Input material below:

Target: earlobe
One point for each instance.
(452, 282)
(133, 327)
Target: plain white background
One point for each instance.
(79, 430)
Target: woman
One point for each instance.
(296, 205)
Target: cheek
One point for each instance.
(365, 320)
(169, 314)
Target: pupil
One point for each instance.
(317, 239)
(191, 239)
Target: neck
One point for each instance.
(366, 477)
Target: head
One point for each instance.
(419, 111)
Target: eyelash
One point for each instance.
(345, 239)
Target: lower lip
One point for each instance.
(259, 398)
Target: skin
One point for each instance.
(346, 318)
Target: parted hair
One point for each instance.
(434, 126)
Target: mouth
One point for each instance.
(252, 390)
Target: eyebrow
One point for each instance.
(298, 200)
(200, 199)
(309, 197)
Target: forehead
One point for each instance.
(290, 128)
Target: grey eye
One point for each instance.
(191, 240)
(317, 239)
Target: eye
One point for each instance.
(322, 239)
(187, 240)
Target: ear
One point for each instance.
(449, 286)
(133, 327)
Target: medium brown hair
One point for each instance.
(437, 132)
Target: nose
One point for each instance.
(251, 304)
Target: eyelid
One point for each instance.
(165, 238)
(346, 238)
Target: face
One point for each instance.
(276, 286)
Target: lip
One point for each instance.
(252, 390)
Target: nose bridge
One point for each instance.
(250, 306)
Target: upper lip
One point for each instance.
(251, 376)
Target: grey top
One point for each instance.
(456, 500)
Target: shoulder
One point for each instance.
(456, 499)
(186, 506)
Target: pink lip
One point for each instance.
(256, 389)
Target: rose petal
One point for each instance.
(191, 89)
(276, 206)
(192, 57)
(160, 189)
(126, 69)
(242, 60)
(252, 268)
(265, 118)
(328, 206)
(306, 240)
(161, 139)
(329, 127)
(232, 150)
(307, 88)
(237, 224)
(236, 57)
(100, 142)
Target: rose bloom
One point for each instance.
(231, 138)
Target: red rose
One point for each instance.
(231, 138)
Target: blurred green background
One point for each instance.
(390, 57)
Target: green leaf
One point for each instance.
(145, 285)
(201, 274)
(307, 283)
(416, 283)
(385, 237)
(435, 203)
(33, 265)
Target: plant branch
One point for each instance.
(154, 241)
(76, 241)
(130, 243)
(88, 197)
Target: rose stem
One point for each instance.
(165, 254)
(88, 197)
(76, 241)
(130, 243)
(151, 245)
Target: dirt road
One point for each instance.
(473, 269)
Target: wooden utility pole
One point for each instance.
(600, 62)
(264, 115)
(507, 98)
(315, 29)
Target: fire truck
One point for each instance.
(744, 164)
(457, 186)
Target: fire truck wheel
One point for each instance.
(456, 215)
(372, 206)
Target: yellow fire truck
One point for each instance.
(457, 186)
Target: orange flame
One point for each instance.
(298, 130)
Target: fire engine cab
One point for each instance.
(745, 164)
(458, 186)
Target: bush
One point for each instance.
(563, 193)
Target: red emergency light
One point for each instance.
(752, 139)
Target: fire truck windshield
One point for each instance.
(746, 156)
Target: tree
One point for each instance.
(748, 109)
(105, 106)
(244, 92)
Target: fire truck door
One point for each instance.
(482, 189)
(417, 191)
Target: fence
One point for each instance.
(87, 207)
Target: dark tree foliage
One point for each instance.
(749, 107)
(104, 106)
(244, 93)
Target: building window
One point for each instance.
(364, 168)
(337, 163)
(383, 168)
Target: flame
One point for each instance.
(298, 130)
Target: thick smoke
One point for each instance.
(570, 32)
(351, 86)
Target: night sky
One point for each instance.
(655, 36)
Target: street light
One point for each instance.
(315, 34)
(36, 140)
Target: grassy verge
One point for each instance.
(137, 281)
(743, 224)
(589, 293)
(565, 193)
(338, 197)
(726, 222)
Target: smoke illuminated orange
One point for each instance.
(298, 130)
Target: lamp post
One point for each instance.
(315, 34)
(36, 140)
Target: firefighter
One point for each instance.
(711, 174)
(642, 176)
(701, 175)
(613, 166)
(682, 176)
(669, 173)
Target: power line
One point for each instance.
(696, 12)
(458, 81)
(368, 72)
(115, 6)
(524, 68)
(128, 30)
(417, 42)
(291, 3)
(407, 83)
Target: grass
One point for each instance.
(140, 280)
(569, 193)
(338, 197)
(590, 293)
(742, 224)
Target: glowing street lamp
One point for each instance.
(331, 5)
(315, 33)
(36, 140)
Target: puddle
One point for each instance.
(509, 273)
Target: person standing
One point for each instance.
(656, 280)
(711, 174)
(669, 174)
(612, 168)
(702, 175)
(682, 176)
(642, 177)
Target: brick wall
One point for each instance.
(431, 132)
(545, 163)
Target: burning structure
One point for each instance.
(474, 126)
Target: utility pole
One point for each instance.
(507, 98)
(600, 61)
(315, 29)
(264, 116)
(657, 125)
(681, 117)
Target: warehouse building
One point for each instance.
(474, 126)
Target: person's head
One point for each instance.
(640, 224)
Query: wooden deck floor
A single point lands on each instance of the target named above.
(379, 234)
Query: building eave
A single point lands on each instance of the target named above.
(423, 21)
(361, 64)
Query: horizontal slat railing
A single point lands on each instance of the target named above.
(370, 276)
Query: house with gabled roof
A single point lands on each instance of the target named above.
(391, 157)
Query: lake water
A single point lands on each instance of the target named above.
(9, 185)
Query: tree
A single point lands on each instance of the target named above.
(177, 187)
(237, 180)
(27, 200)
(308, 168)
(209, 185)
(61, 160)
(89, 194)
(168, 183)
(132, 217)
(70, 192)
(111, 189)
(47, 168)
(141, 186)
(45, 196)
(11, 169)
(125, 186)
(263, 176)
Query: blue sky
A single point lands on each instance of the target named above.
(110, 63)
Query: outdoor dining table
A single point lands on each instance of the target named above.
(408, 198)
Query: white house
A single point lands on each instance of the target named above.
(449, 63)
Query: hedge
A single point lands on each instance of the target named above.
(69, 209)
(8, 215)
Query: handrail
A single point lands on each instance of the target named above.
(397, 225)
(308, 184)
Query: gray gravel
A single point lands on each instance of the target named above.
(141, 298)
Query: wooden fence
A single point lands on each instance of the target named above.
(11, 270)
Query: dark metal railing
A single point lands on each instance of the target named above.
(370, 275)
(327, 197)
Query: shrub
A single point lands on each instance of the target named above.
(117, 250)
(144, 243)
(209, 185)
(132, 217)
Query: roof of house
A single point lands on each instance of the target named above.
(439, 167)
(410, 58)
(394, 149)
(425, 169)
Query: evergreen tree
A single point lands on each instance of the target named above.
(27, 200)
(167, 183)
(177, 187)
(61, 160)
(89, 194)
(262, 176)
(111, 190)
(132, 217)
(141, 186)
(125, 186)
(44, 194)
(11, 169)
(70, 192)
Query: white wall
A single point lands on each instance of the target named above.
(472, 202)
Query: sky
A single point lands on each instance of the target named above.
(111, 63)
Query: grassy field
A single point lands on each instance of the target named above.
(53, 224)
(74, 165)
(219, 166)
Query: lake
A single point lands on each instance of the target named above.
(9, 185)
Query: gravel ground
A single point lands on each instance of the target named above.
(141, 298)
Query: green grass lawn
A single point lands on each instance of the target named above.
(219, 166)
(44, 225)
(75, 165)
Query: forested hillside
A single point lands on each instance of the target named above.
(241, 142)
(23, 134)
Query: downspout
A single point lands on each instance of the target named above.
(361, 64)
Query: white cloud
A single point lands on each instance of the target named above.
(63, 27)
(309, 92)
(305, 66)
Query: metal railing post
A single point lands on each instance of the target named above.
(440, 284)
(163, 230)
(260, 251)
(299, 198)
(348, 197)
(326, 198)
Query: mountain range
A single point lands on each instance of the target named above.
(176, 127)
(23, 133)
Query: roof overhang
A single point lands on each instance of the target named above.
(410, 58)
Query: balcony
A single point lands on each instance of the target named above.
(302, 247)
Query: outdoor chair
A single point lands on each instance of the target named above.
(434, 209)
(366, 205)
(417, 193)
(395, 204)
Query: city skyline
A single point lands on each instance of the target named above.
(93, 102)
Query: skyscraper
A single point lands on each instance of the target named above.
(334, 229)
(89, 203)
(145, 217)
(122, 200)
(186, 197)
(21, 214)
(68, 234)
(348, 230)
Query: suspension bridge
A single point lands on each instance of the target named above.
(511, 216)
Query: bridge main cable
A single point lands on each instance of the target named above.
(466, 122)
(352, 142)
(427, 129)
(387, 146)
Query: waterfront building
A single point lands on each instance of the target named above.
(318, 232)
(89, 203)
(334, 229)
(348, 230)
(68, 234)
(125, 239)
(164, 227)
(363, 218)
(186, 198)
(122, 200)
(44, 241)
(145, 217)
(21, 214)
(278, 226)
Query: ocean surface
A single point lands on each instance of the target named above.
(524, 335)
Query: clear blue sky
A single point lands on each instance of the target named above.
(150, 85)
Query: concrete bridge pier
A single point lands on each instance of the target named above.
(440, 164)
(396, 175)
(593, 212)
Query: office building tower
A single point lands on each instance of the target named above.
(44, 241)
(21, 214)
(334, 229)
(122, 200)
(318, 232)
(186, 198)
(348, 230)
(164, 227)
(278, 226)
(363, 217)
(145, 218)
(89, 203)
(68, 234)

End of Input material.

**Directions:** Among the lines of the material, find those holding the word "outdoor" and return them.

**Response box:**
Query: outdoor dining table
Query: outdoor chair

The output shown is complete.